Print, exactly as given, each line of the data from the line containing "Each instance of the snow-capped" up to and including its last line.

Top of Dataset entries

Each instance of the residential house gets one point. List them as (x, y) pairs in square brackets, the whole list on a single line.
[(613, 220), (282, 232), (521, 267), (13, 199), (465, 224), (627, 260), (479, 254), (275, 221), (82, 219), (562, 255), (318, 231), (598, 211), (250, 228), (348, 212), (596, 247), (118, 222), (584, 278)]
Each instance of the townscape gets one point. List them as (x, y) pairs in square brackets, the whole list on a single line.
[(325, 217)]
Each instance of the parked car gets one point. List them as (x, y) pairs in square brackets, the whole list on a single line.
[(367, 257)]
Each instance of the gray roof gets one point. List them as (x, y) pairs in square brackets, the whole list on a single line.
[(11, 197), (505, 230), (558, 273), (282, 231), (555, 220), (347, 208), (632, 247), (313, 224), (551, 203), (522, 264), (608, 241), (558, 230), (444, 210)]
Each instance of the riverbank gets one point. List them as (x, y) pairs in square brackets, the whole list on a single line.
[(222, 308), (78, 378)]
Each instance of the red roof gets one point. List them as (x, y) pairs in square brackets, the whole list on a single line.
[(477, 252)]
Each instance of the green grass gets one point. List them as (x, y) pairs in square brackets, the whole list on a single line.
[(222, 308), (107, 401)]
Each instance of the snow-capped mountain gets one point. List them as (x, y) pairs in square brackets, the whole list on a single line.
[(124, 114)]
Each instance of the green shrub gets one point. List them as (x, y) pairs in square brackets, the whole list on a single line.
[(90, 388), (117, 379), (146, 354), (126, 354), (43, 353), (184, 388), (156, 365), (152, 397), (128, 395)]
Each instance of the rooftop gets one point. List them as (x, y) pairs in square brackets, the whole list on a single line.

Bottom of Dataset entries

Reply to the task>
Each instance of the snow-capped mountain gets one point. List them as (x, y) pairs in square brackets, the whole list on a single line.
[(124, 114)]
Each instance of the green shrub gets one point. List them as (x, y) pairs in square brackets, the whole list on a single line.
[(90, 388), (117, 379), (146, 354), (126, 354), (43, 353), (184, 388), (156, 365), (152, 397), (128, 395)]
Each instance of the rooftop gets one point. List them as (x, y) pairs in square brackets, the whole list on a single line.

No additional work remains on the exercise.